------ Supplied passage ------

OGJ Newsletter

Aug. 31, 2020
16 min read

GENERAL INTEREST Quick Takes

Chevron promotes proposed sale of North West Shelf project assets 

Chevron has begun promotion of its proposed sale of the company’s interest in the North West Shelf project in Western Australia with a flyer sent to potential buyers, Australian media reported.

Chevron said in June it had plans to sell its 16.6% interest in the LNG project anchored by production from North Rankin and Goodwyn gas-condensate fields in the offshore Carnarvon basin (OGJ Online, June 29, 2020).

Chevron has been a member of the NWS joint venture since the outset more than 3 decades ago.

Chevron and its banker UBS are reported to have sent out a detailed promotion to Australia’s large superannuation and infrastructure funds along with global wealth funds, oil and gas companies, and other prospective buyers.

The asking price is believed to be $3-3.5 billion.

The NWS project has an LNG capacity of 16.9 tonnes/year through five LNG trains and a history of more than 500 LNG cargos shipped to various customers since the project came on stream in 1989.

Woodside Petroleum Ltd., NWS project operator and 16.6% interest holder, has already flagged its interest in the Chevron stake.

Other joint venture partners are BHP Group, BP, Royal Dutch Shell, the Japanese combine of Mitsubishi-Mitsui and CNOOC of China.

Woodside pre-empts Sangomar sale to Lukoil 

Woodside Petroleum has pre-empted the sale of Cairn Energy’s 40% share of the Rufisque Offshore, Sangomar Offshore, and Sangomar Deep Offshore (RSSD) joint venture offshore Senegal to Russia’s Lukoil (OGJ Online, July 27, 2020).

Woodside will purchase Cairn’s interest in the permits, which include Sangomar oil field development, for an up-front purchase price of $300 million plus working capital adjustments. These include reimbursement of Cairn’s development capital expenditure incurred since the beginning of January.

Contingent payments of up to $100 million are linked to commodity price and timing of first oil.

The economic effective date for the purchase is Jan. 1, 2020.

Woodside said the participating interest may be reduced to the extent that JOV participant FAR Ltd. or La Societe Des Petroles Du Senegal exercise their pre-emption rights in respect of the Cairn-Lukoil transaction.

------ Information supplied ------

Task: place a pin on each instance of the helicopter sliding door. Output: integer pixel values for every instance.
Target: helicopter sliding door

------

What to work on:
- A) Write out the OGJ newsletter between "Woodside will purchase" and "beginning of January.", inclusive.
- B) Name every member of the North West Shelf joint venture that the OGJ newsletter mentions.
The data have no connection to the OGJ newsletter.

Results by task:
- A)
Woodside will purchase Cairn’s interest in the permits, which include Sangomar oil field development, for an up-front purchase price of $300 million plus working capital adjustments. These include reimbursement of Cairn’s development capital expenditure incurred since the beginning of January.

- B)
- Chevron
- Woodside Petroleum Ltd.
- BHP Group
- BP
- Royal Dutch Shell
- The Japanese combine of Mitsubishi-Mitsui
- CNOOC of China